--- START Material shown ---

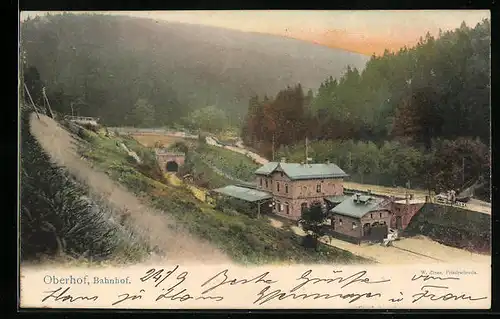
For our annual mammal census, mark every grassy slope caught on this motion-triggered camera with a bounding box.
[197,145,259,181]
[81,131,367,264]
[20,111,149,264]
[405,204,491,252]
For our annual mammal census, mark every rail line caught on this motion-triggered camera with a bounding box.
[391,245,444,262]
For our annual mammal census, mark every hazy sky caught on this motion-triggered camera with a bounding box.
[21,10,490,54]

--- END Material shown ---
--- START Material shown ---

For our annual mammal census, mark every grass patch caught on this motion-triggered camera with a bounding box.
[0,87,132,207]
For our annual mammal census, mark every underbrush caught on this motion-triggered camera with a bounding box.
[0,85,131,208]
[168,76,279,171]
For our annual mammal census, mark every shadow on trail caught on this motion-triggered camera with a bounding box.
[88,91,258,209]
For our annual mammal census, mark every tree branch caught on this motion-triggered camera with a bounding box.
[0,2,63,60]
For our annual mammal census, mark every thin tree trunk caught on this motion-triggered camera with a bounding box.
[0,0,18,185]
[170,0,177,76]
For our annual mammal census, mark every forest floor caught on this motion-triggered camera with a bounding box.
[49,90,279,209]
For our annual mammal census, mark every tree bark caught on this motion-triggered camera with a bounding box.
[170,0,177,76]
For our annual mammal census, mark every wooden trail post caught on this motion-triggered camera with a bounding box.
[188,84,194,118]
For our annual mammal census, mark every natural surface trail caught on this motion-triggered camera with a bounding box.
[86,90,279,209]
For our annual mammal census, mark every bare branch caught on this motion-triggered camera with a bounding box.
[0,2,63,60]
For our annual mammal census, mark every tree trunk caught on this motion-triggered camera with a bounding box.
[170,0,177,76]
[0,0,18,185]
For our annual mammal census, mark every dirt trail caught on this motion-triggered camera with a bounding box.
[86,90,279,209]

--- END Material shown ---

> Aim of the exercise:
Give the items in the stretch that opens with the line containing "For our annual mammal census, mark every grassy" and closes with the line containing "[21,10,490,54]", both lines included, as a two-column CSV with the columns item_text and answer. Put one row per item, each value in a single quoted field with any line breaks replaced by spaces.

> The completed task:
item_text,answer
"For our annual mammal census, mark every grassy slope caught on this motion-triggered camera with a bounding box.","[197,145,259,181] [81,131,367,264] [20,111,149,264] [405,204,491,252]"
"For our annual mammal census, mark every rail line caught on this motion-triggered camera with a bounding box.","[391,245,444,262]"
"For our annual mammal census, mark every hazy sky caught on this motion-triggered camera with a bounding box.","[21,10,490,54]"